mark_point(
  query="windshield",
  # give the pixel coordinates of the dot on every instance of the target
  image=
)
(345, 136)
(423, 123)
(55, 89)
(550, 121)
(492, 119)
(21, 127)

** THE EXERCISE **
Write out the full set of records exactly as given.

** SOLUTION BELOW **
mark_point(
  query="windshield",
  # give the pixel coordinates of the dot on every instance of the target
  image=
)
(345, 136)
(423, 123)
(55, 89)
(550, 121)
(492, 119)
(21, 127)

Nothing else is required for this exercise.